**The exercise**
Convert the stretch of the listing from the line containing "Tag the man's green" through the line containing "<point>101,27</point>" into a JSON list of strings, one string per line, leaving out any blank lines.

====== Data for the task ======

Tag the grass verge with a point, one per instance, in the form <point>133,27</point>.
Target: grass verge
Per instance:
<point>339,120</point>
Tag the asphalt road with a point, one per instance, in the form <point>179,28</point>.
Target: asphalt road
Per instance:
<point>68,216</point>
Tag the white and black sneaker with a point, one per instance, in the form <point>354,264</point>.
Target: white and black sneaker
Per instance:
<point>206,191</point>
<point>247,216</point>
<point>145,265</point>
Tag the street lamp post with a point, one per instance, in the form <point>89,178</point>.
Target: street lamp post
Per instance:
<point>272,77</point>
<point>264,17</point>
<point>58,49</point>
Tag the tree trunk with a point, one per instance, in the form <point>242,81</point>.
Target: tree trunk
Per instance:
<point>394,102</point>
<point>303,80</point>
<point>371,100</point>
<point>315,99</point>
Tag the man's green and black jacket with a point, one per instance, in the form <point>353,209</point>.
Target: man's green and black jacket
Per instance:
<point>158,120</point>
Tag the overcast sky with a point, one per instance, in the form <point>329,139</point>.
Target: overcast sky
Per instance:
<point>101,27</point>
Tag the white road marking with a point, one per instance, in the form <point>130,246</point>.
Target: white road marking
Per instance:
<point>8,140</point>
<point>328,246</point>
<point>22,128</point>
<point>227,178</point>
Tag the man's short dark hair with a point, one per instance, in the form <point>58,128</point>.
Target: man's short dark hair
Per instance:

======
====== Data for the task ======

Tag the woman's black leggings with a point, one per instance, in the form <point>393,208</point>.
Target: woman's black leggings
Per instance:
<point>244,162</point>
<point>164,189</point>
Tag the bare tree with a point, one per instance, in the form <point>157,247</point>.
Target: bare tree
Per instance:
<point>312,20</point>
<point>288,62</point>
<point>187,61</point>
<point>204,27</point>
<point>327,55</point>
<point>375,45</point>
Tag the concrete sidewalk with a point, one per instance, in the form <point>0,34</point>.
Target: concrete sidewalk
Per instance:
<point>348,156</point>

======
====== Data for the task ======

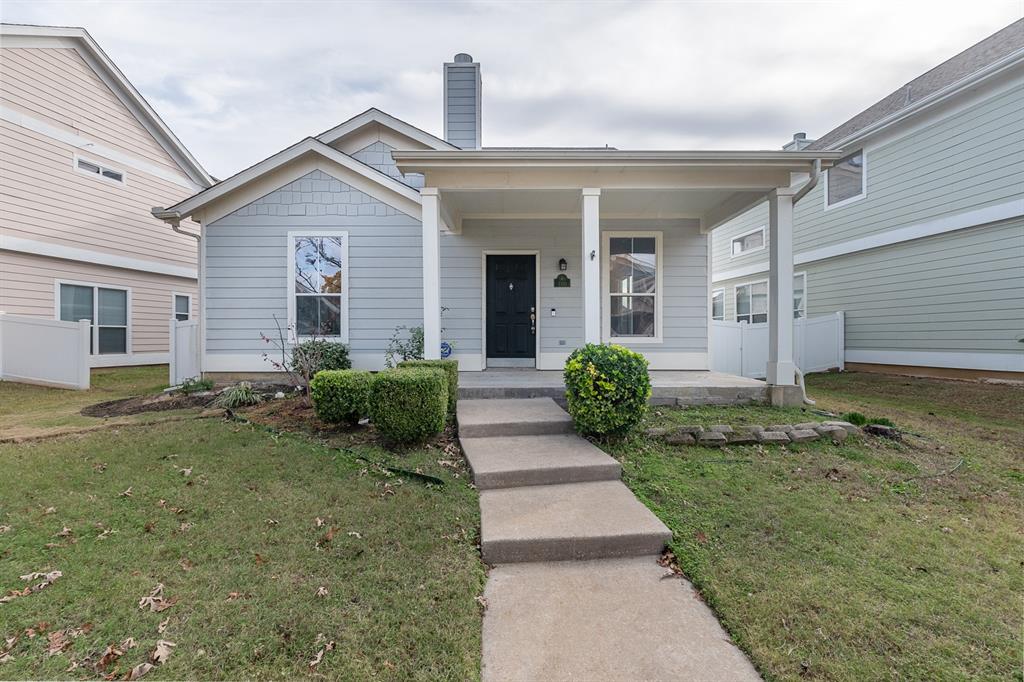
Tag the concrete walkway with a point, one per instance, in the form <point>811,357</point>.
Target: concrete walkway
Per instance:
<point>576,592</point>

======

**Task answer**
[
  "Tag the man's green and black jacket with a point, one per instance, in the form <point>353,209</point>.",
  "Target: man's green and black jacket",
  "Per instance:",
  "<point>158,120</point>",
  "Tag the overcast sky with a point, one per instance, in the form <point>329,139</point>.",
  "Target: overcast sky",
  "Per instance:",
  "<point>101,27</point>"
]